*Document passage*.
## begin
We have limited facts before us regarding the initial arbitration. Appellant filed a motion to vacate, modify and/or correct the award. The magistrate held a hearing on the parties' motions on July 6, 2006. On July 7, 2006, the magistrate entered an order denying Appellant's motion and granting Appellees' motion. Accordingly, the magistrate granted judgment in favor of Appellees against Appellant in the amount of $134,440.87, plus statutory interest from the date of judgment.
{¶ 7} On August 4, 2006, Appellant filed objections to the magistrate's decision. The trial court held a hearing on Appellant's objections on August 30, 2006. The trial court entered an order on August 30, 2006, overruling Appellant's objections, affirming the magistrate's decision in full and granting judgment in favor of Appellees in the amount of $134,440.87, plus interest. Appellant timely appealed the trial court's order, raising eight assignments of error for our review. We have combined some of Appellant's assignments of error to facilitate our review.
## end
*Point labeling data*.
## begin
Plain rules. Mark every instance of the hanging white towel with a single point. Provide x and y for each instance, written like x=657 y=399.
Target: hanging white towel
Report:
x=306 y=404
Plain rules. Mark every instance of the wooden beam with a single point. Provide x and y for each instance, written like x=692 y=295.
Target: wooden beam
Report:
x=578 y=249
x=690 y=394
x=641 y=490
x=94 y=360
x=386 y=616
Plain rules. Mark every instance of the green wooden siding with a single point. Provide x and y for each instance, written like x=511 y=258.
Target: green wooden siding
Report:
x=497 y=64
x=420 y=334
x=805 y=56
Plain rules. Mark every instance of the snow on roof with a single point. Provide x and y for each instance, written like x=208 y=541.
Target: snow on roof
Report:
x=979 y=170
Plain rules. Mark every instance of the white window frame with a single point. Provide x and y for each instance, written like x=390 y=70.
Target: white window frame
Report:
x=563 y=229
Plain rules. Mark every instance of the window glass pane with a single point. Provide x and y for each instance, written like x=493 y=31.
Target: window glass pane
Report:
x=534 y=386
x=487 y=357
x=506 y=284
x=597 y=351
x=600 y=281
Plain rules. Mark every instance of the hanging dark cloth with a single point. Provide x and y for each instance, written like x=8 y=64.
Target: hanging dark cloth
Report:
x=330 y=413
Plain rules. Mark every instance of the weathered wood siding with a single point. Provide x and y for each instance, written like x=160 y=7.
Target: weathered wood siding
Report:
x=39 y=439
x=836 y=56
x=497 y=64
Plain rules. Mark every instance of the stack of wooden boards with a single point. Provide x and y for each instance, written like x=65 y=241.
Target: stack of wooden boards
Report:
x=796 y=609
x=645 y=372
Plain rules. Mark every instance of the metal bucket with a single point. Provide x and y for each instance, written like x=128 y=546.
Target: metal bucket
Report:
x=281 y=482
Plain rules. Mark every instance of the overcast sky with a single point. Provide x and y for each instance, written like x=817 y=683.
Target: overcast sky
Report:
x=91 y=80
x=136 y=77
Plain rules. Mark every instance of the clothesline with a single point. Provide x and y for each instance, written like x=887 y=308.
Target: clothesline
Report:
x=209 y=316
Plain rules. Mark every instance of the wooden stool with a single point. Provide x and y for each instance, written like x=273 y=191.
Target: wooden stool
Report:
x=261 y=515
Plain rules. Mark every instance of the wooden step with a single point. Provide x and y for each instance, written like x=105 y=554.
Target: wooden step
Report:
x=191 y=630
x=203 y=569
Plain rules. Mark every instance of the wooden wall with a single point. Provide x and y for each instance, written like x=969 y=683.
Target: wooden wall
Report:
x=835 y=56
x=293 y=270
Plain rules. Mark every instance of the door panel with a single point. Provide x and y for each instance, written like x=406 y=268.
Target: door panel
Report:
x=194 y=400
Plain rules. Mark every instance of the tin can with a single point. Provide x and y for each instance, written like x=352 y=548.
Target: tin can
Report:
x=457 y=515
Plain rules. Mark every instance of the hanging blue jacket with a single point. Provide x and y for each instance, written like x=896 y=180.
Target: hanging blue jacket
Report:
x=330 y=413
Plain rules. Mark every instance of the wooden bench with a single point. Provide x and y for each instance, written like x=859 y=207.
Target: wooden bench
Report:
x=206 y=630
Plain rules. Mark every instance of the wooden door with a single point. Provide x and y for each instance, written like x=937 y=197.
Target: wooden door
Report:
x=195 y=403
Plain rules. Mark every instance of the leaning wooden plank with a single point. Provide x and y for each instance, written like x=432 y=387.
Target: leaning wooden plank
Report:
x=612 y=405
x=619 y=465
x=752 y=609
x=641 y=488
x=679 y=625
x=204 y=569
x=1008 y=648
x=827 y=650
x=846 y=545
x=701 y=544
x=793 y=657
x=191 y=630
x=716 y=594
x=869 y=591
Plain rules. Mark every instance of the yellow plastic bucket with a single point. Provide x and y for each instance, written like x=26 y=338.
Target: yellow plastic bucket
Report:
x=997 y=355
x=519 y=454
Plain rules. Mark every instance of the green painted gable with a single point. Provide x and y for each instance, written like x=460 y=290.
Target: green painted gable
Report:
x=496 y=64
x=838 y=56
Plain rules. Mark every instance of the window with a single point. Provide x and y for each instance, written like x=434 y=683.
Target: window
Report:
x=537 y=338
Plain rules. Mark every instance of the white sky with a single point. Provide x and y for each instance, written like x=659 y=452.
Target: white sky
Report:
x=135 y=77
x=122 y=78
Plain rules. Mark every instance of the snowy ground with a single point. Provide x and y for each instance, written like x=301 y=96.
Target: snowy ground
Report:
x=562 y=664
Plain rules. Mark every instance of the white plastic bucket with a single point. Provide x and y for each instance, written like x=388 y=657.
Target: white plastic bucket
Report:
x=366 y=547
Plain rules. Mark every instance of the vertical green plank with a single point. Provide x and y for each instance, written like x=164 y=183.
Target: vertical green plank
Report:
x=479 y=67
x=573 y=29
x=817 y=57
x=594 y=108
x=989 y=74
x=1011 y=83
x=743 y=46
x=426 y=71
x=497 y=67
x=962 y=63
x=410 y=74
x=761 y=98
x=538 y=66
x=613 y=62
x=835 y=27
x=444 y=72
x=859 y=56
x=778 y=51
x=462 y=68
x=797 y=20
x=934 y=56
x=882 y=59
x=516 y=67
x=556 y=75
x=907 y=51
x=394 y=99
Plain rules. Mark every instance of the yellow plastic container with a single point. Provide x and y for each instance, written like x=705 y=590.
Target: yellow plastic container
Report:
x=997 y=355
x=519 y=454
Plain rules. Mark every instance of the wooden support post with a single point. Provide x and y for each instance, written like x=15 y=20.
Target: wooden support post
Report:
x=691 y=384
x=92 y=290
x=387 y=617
## end
*What you need to do*.
- 1) In the arbitration appeal passage, on what date did the trial court hold its hearing on Appellant's objections?
- 2) Extend the arbitration appeal passage from where it stops.
This data has no connection to the arbitration appeal passage.

*Task responses*.
- 1) August 30, 2006.

- 2)
II. ASSIGNMENT OF ERROR I
"THE TRIAL COURT ERRED BY NOT FINDING THE ARBITRATION AWARD AGAINST [APPELLANT] VOID FOR LACK OF JURISDICTION OR QUALIFICATION OF THE ARBITRATOR."
ASSIGNMENT OF ERROR II
"THE TRIAL COURT ERRED BY NOT FINDING THE ARBITRATION AWARD AGAINST [APPELLANT] VOID FOR LACK OF A PROPER DEMAND FOR ARBITRATION."
{¶ 8} In its first assignment of error, Appellant argues that the trial court erred by not finding the arbitration award void for lack of jurisdiction or qualification of the arbitrator. In Appellant's second assignment of error, Appellant contends that the trial court erred by not finding the arbitration award against Appellees void for lack of a proper demand for arbitration. We disagree.
{¶ 9} Ohio courts give deference to arbitration awards and presume they are valid. Findlay City School Dist. Bd. of Edn. v. Findlay Edn. Assn. (1990), 49 Ohio St.3d 129, paragraph one of the syllabus, superseded by statute on other grounds (1991), 61 Ohio St.3d 658. See, also, Gingrich v. Wooster (Jan. 10, 2001), 9th Dist. No. 00CA0032, at *5. When parties agree to binding arbitration, they agree to accept the result and may not relitigate the facts as found by the arbitrator. Id.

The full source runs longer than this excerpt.